▶ AIM
Starting with the line with "Could you point out the sunlit" and going on through the line with "<point>242,360</point>", reproduce only those lines of the listing below, requests included. Scale every coordinate in the answers by 0.7, rounding each to a whole number with halves rounded up, and leave the request wording unchanged.

▶ RAW RECORDS
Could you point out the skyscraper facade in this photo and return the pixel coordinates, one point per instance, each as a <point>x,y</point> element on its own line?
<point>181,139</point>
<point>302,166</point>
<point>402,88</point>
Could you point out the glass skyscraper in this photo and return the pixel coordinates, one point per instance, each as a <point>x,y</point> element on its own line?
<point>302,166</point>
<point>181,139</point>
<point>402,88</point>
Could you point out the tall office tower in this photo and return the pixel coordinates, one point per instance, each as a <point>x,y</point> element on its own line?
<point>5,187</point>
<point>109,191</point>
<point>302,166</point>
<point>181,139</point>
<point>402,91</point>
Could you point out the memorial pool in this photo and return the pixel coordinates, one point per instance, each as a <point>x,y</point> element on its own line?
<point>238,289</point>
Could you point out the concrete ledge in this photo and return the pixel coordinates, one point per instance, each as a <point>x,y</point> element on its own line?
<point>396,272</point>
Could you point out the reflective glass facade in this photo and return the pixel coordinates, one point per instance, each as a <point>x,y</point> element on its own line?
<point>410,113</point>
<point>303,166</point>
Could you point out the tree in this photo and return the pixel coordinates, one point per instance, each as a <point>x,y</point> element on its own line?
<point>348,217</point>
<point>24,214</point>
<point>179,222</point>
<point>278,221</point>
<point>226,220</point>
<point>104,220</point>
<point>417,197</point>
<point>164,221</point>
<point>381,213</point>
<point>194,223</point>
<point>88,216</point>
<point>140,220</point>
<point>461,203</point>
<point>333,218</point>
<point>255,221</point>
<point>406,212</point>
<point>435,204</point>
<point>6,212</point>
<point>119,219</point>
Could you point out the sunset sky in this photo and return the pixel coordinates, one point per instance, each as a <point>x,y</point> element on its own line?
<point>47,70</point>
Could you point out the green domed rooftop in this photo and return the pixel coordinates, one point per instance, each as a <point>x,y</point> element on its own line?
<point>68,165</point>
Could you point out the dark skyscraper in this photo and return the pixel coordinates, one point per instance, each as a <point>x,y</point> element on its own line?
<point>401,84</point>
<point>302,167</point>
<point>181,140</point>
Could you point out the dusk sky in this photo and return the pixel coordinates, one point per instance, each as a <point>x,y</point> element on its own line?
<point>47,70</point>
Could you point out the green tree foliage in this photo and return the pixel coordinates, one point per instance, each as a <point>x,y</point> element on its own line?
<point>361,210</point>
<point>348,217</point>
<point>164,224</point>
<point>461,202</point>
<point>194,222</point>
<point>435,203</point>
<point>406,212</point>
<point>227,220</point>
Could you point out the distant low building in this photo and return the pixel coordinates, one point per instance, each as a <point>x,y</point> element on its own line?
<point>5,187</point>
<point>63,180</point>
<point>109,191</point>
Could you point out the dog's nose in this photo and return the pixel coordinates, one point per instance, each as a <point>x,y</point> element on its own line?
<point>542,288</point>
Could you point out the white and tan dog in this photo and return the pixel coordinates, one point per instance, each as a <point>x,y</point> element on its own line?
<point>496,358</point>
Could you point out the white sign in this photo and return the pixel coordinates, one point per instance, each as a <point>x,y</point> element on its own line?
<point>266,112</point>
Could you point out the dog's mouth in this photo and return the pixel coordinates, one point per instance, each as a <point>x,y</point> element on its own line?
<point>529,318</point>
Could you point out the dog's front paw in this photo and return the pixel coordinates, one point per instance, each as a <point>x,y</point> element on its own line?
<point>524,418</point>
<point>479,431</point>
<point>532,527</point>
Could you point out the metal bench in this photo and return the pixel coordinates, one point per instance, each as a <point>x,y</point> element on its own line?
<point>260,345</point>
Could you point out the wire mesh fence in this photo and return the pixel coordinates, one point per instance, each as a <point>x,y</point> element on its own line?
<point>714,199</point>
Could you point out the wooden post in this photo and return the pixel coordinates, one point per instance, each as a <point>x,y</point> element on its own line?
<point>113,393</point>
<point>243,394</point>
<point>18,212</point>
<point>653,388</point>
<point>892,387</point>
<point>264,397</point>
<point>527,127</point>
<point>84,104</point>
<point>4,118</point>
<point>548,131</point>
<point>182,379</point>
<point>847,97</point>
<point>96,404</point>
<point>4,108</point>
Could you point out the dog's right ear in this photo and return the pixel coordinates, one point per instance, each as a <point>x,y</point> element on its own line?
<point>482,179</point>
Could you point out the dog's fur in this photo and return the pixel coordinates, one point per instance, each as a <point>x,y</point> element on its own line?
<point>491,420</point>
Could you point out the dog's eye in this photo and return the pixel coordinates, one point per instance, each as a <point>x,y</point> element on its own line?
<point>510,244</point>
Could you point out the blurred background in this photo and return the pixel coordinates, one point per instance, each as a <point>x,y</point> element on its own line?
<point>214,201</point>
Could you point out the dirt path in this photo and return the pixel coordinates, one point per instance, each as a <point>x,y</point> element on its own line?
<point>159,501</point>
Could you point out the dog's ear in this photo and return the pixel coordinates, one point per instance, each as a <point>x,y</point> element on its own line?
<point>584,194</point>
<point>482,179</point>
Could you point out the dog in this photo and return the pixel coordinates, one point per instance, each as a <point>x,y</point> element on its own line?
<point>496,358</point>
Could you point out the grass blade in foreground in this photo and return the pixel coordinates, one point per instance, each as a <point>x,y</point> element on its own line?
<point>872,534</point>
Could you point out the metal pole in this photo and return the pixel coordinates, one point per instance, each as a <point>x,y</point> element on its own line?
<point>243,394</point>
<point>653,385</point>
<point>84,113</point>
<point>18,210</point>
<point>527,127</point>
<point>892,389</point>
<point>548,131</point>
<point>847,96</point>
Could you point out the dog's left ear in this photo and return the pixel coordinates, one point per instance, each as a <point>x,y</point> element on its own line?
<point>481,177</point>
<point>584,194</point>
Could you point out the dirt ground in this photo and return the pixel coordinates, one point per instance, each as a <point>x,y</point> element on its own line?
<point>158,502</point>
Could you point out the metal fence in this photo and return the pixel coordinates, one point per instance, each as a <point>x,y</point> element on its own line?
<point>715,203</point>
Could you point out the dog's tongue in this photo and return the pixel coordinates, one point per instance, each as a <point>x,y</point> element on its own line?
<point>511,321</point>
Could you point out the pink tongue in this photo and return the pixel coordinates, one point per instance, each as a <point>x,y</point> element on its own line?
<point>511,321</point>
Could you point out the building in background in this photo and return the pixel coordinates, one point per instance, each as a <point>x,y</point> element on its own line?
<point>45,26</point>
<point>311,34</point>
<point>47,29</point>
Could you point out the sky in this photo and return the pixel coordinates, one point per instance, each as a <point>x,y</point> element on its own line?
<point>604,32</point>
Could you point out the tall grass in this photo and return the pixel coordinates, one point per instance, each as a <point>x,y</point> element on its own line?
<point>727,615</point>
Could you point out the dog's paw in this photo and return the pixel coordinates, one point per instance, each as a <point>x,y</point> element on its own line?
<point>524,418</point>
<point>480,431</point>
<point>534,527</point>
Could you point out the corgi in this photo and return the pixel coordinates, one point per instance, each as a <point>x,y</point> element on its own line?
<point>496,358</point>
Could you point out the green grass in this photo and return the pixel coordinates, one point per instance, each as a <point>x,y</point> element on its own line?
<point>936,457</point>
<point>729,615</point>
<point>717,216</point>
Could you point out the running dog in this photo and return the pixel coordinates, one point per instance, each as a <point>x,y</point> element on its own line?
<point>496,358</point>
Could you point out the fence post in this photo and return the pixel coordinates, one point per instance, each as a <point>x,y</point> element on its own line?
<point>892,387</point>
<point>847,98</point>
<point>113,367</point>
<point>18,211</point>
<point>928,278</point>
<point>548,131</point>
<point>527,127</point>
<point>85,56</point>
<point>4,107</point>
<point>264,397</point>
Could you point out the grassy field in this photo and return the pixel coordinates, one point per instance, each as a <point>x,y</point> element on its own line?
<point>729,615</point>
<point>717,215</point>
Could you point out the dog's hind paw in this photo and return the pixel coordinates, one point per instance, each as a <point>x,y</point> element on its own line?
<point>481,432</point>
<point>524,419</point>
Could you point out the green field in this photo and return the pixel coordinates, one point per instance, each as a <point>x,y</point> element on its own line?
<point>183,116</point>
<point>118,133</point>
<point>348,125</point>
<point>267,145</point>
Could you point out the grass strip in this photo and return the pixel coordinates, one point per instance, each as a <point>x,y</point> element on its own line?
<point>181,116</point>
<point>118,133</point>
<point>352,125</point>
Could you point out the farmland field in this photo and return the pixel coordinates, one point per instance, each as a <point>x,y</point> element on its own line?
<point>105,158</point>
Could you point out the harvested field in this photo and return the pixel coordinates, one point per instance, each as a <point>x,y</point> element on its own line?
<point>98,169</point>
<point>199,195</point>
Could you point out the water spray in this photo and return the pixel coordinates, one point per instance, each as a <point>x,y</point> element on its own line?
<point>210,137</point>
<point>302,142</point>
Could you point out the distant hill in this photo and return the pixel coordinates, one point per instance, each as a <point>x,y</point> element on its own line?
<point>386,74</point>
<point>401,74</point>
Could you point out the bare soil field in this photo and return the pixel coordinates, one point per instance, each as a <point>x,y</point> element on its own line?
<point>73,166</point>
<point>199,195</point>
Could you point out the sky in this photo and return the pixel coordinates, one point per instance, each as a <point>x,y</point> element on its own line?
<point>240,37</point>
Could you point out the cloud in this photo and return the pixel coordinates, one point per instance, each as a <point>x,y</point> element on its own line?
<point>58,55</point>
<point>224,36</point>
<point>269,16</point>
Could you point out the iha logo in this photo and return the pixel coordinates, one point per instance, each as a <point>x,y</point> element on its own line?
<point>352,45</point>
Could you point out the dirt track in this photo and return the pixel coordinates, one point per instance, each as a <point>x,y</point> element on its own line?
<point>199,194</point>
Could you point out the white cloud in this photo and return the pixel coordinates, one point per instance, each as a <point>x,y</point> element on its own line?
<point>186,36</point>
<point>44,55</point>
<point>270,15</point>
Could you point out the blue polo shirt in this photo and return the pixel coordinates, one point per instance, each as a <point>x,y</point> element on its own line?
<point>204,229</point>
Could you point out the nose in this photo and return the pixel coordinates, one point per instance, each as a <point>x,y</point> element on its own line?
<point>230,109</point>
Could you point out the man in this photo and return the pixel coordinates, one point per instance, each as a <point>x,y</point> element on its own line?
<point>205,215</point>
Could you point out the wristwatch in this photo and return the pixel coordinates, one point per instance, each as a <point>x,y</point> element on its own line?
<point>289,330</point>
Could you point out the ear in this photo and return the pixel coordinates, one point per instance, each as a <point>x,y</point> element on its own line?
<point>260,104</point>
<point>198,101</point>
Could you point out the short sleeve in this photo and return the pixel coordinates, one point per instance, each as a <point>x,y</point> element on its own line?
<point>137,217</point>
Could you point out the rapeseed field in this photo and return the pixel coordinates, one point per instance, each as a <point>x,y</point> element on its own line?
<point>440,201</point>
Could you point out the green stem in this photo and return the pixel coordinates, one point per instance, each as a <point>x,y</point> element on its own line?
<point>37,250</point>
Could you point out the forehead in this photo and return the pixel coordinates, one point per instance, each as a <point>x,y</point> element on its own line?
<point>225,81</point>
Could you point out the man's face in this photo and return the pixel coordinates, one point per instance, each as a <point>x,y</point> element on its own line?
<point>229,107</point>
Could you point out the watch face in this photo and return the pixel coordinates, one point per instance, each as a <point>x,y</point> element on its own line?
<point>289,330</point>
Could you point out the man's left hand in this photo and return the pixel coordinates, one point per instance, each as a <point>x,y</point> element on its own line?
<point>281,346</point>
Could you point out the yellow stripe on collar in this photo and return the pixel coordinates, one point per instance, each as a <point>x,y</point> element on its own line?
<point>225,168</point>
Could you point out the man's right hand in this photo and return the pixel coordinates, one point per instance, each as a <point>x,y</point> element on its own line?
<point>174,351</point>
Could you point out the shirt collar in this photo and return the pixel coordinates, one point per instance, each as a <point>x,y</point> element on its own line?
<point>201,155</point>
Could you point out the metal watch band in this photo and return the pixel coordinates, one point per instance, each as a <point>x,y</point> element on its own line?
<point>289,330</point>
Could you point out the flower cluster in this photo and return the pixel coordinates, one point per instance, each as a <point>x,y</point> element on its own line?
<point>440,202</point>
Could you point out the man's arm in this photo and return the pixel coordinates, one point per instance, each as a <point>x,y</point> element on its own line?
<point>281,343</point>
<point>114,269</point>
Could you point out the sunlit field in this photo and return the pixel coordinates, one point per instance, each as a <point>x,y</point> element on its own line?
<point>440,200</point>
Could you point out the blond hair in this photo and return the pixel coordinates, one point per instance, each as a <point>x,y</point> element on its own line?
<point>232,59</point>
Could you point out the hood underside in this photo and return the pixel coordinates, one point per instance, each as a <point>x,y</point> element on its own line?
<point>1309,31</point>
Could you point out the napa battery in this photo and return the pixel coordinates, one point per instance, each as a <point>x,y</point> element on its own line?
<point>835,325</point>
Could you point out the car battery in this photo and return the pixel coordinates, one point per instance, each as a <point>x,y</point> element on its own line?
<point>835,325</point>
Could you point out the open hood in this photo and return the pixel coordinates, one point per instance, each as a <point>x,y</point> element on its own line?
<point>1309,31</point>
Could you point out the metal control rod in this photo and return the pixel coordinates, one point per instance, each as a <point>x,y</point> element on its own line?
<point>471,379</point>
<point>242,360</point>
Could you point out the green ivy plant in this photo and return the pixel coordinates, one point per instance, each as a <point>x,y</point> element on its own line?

▶ RESPONSE TO THIS TASK
Could you point out the sunlit field in this photo and return the pixel coordinates, one point per instance, each as a <point>x,y</point> element on its own line?
<point>308,140</point>
Could you point out the blond hair in this photo and return the pixel coordinates, one point per instance, each as a <point>x,y</point> element on its own line?
<point>162,41</point>
Could you point out the hood underside in this photo and return the pixel coordinates, one point per instance, each as a <point>x,y</point> element on its own line?
<point>916,22</point>
Could you point out the napa battery in this photo and return the pixel coordinates, one point per instance, each as a <point>x,y</point> element on its own line?
<point>585,228</point>
Could you point out the car battery in this photo and return the pixel coordinates, one point per instance, each as a <point>x,y</point> element on its own line?
<point>585,228</point>
Could you point out the open hood in this photo and return the pixel coordinates, one point per instance, each as a <point>x,y</point> element on its own line?
<point>916,22</point>
Could you point out the metal control rod in this photo and return the pixel coordinates, one point per instance, each as a <point>x,y</point> element on its own line?
<point>330,265</point>
<point>169,252</point>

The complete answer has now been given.